_Exercise requirements_: Would you transcribe all of the data exactly, down to the last character?
-- Data supplied follows --
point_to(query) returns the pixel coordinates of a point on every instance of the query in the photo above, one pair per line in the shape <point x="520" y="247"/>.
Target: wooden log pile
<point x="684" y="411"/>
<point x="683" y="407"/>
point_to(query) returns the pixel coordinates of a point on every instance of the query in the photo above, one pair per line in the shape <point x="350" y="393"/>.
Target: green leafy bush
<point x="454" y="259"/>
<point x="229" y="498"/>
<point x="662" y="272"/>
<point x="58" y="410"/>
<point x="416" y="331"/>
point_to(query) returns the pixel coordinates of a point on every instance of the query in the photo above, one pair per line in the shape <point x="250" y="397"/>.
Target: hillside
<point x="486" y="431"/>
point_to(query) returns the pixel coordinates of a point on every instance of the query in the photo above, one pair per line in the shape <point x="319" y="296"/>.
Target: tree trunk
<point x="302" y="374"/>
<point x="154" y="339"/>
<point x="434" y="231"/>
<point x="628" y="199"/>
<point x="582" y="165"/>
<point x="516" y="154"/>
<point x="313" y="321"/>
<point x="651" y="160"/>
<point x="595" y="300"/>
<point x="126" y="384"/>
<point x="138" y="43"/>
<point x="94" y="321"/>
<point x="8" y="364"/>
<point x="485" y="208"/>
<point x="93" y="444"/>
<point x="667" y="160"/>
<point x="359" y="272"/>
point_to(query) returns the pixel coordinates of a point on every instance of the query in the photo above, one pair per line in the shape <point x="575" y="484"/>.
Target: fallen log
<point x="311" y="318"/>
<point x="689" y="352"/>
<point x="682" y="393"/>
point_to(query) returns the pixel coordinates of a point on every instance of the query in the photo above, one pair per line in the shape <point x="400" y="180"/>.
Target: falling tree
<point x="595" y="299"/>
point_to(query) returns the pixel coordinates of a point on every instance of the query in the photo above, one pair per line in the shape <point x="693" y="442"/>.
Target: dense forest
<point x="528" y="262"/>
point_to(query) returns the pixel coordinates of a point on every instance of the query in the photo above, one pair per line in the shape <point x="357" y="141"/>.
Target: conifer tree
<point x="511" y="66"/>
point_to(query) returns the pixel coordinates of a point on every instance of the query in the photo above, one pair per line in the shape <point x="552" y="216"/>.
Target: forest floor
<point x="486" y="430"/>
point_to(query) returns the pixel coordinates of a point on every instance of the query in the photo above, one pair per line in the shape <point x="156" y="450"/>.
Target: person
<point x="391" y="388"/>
-- Data supplied concluded --
_Exercise output_:
point_to(query) returns the pixel coordinates of a point on every instance of the query in the photo above, one pair per line in the shape <point x="520" y="247"/>.
Target: wooden log pile
<point x="684" y="411"/>
<point x="683" y="407"/>
point_to(query) returns the pixel coordinates of a point on every instance of the query in the photo above, one pair per line in the shape <point x="350" y="393"/>.
Target: green leafy bush
<point x="454" y="259"/>
<point x="229" y="498"/>
<point x="662" y="272"/>
<point x="58" y="410"/>
<point x="416" y="331"/>
point_to(query) returns the pixel coordinates of a point on every instance of the query in the photo above, one pair per line in the shape <point x="250" y="397"/>.
Target: hillside
<point x="486" y="431"/>
point_to(query) returns the pixel coordinates of a point on every instance of the query in the photo above, one pair per line in the shape <point x="319" y="296"/>.
Target: tree trunk
<point x="302" y="374"/>
<point x="154" y="339"/>
<point x="434" y="231"/>
<point x="628" y="199"/>
<point x="582" y="165"/>
<point x="516" y="154"/>
<point x="313" y="321"/>
<point x="651" y="160"/>
<point x="595" y="300"/>
<point x="126" y="384"/>
<point x="138" y="43"/>
<point x="94" y="321"/>
<point x="8" y="364"/>
<point x="485" y="208"/>
<point x="93" y="444"/>
<point x="667" y="160"/>
<point x="359" y="272"/>
point_to(query) returns the pixel coordinates of a point on every instance of the query in the photo above, one pair per line in the shape <point x="575" y="484"/>.
Target: fallen log
<point x="311" y="318"/>
<point x="689" y="352"/>
<point x="682" y="393"/>
point_to(query) returns the pixel coordinates of a point on every instance of the query in the photo above, one pair per line in the shape <point x="400" y="180"/>.
Target: falling tree
<point x="595" y="299"/>
point_to(query) returns the pixel coordinates of a point on every instance of the query in the photo above, one pair per line in the shape <point x="693" y="442"/>.
Target: dense forest
<point x="528" y="262"/>
point_to(query) returns the pixel coordinates of a point on every instance of the query in the photo above, one pair per line in the shape <point x="357" y="141"/>.
Target: conifer tree
<point x="511" y="66"/>
point_to(query) returns the pixel coordinates of a point on every instance of the query in the photo above, one pair per line in the shape <point x="552" y="216"/>.
Target: forest floor
<point x="486" y="430"/>
point_to(query) returns the pixel coordinates of a point on every instance of the query in the photo above, one pair per line in the shape <point x="156" y="450"/>.
Target: person
<point x="391" y="388"/>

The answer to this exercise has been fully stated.